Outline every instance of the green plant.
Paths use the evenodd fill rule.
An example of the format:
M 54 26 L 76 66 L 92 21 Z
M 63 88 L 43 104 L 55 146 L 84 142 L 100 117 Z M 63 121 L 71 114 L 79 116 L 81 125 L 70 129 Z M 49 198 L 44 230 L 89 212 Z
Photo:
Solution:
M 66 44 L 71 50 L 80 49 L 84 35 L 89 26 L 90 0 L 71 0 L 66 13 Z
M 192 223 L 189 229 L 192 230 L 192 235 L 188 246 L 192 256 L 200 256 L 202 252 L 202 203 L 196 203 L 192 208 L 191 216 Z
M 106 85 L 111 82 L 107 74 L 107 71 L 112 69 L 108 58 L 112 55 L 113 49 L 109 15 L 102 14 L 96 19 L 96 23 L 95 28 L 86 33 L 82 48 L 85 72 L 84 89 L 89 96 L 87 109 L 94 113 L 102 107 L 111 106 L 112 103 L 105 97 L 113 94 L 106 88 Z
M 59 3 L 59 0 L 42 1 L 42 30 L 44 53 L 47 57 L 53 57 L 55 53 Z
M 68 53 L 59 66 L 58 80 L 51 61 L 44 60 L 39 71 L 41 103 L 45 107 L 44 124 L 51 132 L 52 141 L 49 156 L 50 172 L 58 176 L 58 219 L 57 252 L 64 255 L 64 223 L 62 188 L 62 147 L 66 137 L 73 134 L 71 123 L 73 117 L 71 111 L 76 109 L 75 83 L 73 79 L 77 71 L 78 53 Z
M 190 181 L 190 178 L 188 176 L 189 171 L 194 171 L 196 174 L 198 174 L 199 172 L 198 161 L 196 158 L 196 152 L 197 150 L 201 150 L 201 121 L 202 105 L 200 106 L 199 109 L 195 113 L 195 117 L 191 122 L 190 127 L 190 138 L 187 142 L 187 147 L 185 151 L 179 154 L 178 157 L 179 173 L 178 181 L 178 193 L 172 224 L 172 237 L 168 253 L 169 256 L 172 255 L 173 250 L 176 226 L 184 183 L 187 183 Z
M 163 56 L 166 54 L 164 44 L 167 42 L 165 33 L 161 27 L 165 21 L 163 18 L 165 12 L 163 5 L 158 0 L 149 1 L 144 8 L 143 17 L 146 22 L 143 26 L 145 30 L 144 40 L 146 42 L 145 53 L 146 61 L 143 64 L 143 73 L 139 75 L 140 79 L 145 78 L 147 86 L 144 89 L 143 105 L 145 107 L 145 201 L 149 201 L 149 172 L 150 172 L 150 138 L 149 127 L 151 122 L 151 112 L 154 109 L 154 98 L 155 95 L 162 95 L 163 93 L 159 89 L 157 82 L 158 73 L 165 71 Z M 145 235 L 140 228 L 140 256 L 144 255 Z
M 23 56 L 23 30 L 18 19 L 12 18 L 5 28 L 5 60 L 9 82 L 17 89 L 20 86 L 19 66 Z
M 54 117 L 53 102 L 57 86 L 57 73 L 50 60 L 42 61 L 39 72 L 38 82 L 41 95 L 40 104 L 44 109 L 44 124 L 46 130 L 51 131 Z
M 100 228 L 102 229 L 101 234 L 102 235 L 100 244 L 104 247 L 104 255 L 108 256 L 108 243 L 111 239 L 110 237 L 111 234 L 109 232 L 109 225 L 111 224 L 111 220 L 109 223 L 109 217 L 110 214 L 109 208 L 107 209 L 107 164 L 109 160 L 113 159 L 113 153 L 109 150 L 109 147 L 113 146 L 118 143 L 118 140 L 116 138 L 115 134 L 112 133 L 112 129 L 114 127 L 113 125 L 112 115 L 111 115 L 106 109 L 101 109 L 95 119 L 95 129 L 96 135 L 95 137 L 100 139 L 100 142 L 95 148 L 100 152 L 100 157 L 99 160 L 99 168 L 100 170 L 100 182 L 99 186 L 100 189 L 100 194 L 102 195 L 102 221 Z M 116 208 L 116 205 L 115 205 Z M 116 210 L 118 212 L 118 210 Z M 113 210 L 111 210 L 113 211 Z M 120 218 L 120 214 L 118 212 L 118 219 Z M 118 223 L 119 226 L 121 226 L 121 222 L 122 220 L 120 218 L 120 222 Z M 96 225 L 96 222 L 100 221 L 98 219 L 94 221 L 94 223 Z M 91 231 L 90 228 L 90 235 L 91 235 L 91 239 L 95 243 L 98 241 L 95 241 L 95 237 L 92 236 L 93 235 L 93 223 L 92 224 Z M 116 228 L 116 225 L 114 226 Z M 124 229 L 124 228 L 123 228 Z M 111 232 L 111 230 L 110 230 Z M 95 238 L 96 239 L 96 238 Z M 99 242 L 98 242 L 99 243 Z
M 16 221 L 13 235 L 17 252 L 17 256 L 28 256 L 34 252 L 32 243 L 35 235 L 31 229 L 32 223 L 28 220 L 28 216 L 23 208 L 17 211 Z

#### What the exercise asks:
Rewrite the items from the first line through the line containing "M 192 223 L", replacing "green plant" with "leafy plant" and leaving everything else unchanged.

#### Correct output:
Outline every instance of the leafy plant.
Paths use the evenodd fill rule.
An example of the format:
M 54 26 L 76 66 L 92 21 Z
M 63 88 L 43 104 L 55 146 L 84 142 L 100 117 Z M 63 121 L 71 114 L 79 116 L 81 125 L 70 129 Z M 49 198 L 44 230 L 89 212 Z
Photo:
Solution:
M 66 44 L 71 50 L 80 49 L 84 35 L 89 26 L 90 0 L 71 0 L 66 13 Z
M 192 223 L 189 229 L 192 230 L 192 235 L 188 246 L 192 256 L 200 256 L 202 252 L 202 203 L 196 203 L 192 208 L 191 216 Z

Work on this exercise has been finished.